▶ **Exercise**
Continue the weekly roundup of the site's articles below, beginning after its final item on the Magnitsky Act interview.

▶ **Extract provided**
⁂
Happy Sunday, TAI readers! We trust you’ve had a relaxing (and hopefully productive) weekend. As you prepare yourself for the week ahead, take the time to look back on what you may have missed on the site over the week behind:

The Supreme Court made the right call on affirmative action. SCOTUS ruled this week that Michigan could continue to ban affirmative action in its state universities was the correct one, but that doesn’t mean that we can ignore the persistent detrimental effects of decades of entrenched racism.

Let’s play pipeline politics. The State Department’s decision to delay its final decision on the Keystone XL pipeline pending a Nebraskan commission’s verdict on the project’s route through the state fairly reeks of political maneuvering. It allows the Democrats to avoid alienating their green base ahead of this fall’s midterm elections.

Not just a Catholic Church problem. A recent lawsuit against a high-profile film director for allegedly raping a young teenager has expanded to include an alleged “Hollywood sex ring.” Maybe, just maybe, sexual abuse has more to do with hierarchical power structures, rather than the Catholic Church’s priestly celibacy.

Wielding the capital weapon. TAI publisher Charles Davidson spoke with Magnitsky Act champion William Browder about the impact of the Act, placing the legislation in the important context of increasing Russian aggression and the intensifying global fight against financial corruption. Take the time to check out this fascinating interview.
⁂
▶ **Data for analysis**
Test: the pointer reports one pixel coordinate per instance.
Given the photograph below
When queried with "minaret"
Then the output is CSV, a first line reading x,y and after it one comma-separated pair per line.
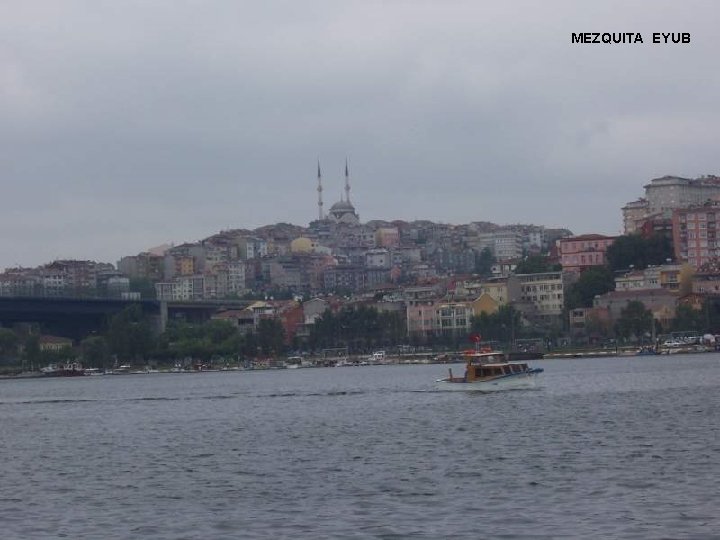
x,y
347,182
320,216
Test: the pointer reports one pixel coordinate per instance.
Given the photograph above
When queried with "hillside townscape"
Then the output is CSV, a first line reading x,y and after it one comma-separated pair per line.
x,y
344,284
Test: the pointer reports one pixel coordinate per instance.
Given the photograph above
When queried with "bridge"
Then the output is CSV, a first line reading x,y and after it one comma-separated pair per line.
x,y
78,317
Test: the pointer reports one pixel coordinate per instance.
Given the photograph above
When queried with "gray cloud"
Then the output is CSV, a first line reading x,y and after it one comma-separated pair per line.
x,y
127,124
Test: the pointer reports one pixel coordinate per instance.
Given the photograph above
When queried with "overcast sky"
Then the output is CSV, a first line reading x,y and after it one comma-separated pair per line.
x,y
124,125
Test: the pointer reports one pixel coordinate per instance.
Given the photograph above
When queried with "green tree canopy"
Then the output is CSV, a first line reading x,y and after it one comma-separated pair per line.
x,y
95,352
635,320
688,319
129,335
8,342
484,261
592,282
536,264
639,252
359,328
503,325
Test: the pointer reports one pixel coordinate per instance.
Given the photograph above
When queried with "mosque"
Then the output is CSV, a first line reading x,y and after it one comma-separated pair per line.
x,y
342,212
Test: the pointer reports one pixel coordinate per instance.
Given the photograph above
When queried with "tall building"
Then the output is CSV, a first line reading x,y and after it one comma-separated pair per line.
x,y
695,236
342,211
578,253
⁂
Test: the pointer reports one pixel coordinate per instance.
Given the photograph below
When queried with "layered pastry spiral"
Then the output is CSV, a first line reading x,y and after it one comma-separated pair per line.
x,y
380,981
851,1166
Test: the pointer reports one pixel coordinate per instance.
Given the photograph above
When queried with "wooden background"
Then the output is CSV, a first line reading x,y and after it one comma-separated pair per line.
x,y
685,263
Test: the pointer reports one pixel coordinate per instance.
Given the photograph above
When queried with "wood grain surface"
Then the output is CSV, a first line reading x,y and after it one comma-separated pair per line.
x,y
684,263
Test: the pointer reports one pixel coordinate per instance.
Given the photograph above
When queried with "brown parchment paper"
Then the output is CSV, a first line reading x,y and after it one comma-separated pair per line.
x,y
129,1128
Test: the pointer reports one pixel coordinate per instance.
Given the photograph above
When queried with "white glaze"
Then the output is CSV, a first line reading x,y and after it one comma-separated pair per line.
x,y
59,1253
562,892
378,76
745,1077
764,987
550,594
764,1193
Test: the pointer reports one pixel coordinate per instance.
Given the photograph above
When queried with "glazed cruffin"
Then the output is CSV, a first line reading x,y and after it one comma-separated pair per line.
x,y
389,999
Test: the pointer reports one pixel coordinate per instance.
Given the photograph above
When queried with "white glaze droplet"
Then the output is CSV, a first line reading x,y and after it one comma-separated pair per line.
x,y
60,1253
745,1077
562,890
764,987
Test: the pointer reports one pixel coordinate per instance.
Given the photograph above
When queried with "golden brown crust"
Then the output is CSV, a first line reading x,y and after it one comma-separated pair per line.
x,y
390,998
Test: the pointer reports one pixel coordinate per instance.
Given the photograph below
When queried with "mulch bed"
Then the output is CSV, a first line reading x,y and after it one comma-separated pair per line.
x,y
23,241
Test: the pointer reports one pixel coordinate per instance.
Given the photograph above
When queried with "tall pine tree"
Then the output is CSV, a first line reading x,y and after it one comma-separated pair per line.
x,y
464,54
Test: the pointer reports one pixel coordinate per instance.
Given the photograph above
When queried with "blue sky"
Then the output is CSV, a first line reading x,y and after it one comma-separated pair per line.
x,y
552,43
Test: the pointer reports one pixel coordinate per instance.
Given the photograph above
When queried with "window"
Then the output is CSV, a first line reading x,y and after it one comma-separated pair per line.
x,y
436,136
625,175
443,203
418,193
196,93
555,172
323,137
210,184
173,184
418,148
⁂
▶ **Reply**
Let’s take a look at the sources of Egypt’s anti-Semitism. One of the most unifying facets of Egyptian culture is its anti-Semitism. Samuel Tadros takes the time to uncover exactly where this widespread, extremely toxic ideology came from in Egypt, and what this means for the country’s future.

 The United Auto Workers abandoned Tennessee. The UAW withdrew its appeal of a Chattanooga Volkswagen plant’s vote against unionization in the final hour, seemingly resigned to the fact that private sector unions aren’t as appealing to workers as they once were.

The features that launched the BRICs are now holding them back. Professor Michael Mandelbaum has an excellent essay in the recent print edition of the magazine that looks at the recent slowdown in BRIC growth. He elegantly concludes that in every BRIC country—Brazil, Russia, India, and China—the chief characteristic that helped spur growth is now holding that nation back.

Deconstructing the left-liberal inequality narrative. In the first part of what will be a series on inequality, Walter Russell Mead traces the deeply-rooted history of how the left sees inequality. He traces the impassioned construction back through history, to LBJ and FDR, the New Deal, and the Great Depression.

What’s the difference between March Putin and April Putin? Lilia Shevtsova traces Vlad’s transition from the “Terminator” in March to a Mister Congeniality contender in April. There’s a strategy behind this change in rhetoric.